**Page text**
=======
Closed lucaventurini closed 3 years ago

lucaventurini commented 3 years ago

Hi!

I have been trying the tutorial for TARS, and noticed some unexpected behaviours.

Usually, when I want to retrieve multilabel scores for all the classes, I do something like clf.multi_label_threshold = 0.0000001.

If I do it with a pretrained task, sometimes I get the expected behaviour:

# 3. Switch to a particular task that exists in the above list
tars.switch_to_task("GO_EMOTIONS")

# 4. Prepare a test sentence
sentence = Sentence("I absolutely love this!")
tars.multi_label_threshold = 0.0000001 # to get all labels' scores
tars.predict(sentence)
print(sentence)
Sentence: "I absolutely love this !"   [− Tokens: 5  − Sentence-Labels: {'label': [NEUTRAL (0.0033), ANGER (0.0008), FEAR (0.0001), ANNOYANCE (0.0004), SURPRISE (0.0006), GRATITUDE (0.0022), DESIRE (0.0015), OPTIMISM (0.0008), ADMIRATION (0.186), CONFUSION (0.0001), AMUSEMENT (0.0026), APPROVAL (0.0314), CARING (0.0006), EMBARRASSMENT (0.0001), REALIZATION (0.0015), DISAPPOINTMENT (0.0004), GRIEF (0.0001), SADNESS (0.0002), CURIOSITY (0.0001), JOY (0.139), LOVE (0.9833), EXCITEMENT (0.2807), DISAPPROVAL (0.0003), REMORSE (0.0), DISGUST (0.0002), RELIEF (0.0002), PRIDE (0.0022), NERVOUSNESS (0.0002)]}]

sometimes I get only one label:

# 3. Switch to a particular task that exists in the above list
tars.switch_to_task("IMDB")

# 4. Prepare a test sentence
sentence = Sentence("I absolutely love this!")
tars.multi_label_threshold = 0.0000000001 # to get all labels' scores
tars.predict(sentence)
print(sentence)
Sentence: "I absolutely love this !"   [− Tokens: 5  − Sentence-Labels: {'label': [positive movie review (0.1077)]}]

(btw, this score seems a bit low in this case. but it's not the topic of this issue)

This happens also for the ZS case:

# 1. Load our pre-trained TARS model for English
tars = TARSClassifier.load('tars-base')

# 2. Prepare a test sentence
sentence = Sentence("I absolutely love this!")
=======
**Provided data**
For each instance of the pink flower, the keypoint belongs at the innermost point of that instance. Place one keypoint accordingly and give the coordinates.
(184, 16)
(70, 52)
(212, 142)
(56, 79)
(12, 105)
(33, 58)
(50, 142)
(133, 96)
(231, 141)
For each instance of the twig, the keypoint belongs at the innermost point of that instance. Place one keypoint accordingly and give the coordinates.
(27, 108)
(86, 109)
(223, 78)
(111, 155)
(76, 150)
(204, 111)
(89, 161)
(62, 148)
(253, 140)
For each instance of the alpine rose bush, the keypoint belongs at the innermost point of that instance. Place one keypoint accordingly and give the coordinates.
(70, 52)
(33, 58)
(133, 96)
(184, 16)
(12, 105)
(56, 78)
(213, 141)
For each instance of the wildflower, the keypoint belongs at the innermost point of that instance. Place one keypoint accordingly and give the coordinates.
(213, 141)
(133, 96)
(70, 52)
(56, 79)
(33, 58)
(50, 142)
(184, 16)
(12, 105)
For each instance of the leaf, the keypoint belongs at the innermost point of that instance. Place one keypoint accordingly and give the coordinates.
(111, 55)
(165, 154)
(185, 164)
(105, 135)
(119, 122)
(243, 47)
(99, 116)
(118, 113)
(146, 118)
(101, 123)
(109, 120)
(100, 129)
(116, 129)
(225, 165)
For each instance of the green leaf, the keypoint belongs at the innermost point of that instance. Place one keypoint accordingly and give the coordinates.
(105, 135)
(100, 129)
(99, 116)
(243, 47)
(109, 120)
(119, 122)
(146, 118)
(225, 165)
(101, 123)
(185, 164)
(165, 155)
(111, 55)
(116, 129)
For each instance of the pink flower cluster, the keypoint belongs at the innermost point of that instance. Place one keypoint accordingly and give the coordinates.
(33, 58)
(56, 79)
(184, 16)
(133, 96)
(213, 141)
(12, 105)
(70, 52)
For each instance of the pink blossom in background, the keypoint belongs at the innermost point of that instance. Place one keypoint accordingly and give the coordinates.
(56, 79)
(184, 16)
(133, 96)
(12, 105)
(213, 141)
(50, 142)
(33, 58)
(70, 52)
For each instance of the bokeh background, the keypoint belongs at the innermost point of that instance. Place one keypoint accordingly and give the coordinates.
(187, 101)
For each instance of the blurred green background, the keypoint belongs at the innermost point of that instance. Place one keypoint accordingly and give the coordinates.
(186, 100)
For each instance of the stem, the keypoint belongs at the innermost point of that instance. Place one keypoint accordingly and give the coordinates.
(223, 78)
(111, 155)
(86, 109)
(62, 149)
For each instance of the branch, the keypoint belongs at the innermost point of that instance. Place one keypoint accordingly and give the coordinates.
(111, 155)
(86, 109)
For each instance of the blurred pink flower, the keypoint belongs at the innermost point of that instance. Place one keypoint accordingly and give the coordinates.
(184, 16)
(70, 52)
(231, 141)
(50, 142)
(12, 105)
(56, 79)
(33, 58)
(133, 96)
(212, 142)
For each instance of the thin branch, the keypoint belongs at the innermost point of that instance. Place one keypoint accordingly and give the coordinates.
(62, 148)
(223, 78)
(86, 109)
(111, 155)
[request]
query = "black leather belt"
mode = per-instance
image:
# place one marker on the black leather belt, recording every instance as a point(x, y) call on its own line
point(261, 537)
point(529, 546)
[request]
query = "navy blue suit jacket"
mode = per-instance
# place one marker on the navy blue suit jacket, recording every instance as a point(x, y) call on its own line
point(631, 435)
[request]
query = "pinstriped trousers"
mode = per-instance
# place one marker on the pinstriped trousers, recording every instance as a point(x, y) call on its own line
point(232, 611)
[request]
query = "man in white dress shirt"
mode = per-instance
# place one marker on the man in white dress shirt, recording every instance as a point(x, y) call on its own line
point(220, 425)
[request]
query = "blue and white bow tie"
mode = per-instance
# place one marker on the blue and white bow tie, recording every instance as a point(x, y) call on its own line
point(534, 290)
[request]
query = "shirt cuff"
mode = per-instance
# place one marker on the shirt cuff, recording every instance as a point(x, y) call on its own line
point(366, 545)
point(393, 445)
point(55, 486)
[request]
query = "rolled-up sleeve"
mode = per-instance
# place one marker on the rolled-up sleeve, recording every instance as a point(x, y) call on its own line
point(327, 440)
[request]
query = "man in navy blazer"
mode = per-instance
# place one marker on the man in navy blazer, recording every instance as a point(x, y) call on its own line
=======
**Job**
Write the next part of the issue text about TARS multilabel scores, starting after its last line.

**Result**
# 3. Define some classes that you want to predict using descriptive names
classes = ["positive review", "positive sentiment", "negative review", "negative sentiment"]
tars.multi_label_threshold = 0.0000001 # to get all labels' scores

#4. Predict for these classes
tars.predict_zero_shot(sentence, classes)

# Print sentence with predicted labels
print(sentence)
Sentence: "I absolutely love this !"   [− Tokens: 5]

In the case above I didn't get even a single score.

Also, it has happened some times that setting multilabel=True, I get some repeated predictions for the majority label (i.e. the class and the score have a duplicated tuple in the array of sentence labels), but this has happened a bit randomly so I cannot show you how to reproduce. Also in this case, I didn't get the scores for the other labels as I had liked.

kishaloyhalder commented 3 years ago

Hi @lucaventurini

Thanks for trying out TARS and reaching out about this issue. Let me try to explain how to go about both the issues:

  1. Regarding not being able to see all the classes while switching to "IMDB" task: TARSClassifier internally memorizes the structure of the individual tasks it was trained on e.g, "GO_EMOTIONS" is a multi-labelling task, "IMDB" is a multi-class task and so on. In your example, you set the multi_label_threshold to a small value, but the multi_label flag is still False, as a result TARS just gives you the class with the highest score. You can use the following code to get the desired results:
from flair.models.text_classification_model import TARSClassifier 
from flair.data import Sentence

tars = TARSClassifier.load('tars-base')
tars.switch_to_task("IMDB") 
sentence = Sentence("I absolutely love this!")   
tars.multi_label_threshold = 0.0 #or any other small value
tars.multi_label = True 
tars.predict(sentence) 
print(sentence)

It would output scores for all the classes:

Sentence: "I absolutely love this !"   [− Tokens: 5  − Sentence-Labels: {'label': [positive movie review (0.1077), negative movie review (0.0002)]}]
  1. Regarding the zero shot prediction: We kept the predict_zero_shot interface really simple by design to quickly try out ad-hoc set of labels. It always makes the prediction with multi_label_threshold=0.5 regardless of the tars.multi_label_threshold flag. I would suggest that you add this as a task as shown in the following. Then you would be able to use any threshold you would like.
    
    from flair.models.text_classification_model import TARSClassifier 
    from flair.data import Sentence 

tars = TARSClassifier.load('tars-base') classes = ["positive review", "positive sentiment", "negative review", "negative sentiment"]

tars.add_and_switch_to_new_task("my_task", label_dictionary=classes, multi_label=True, multi_label_threshold=0.0)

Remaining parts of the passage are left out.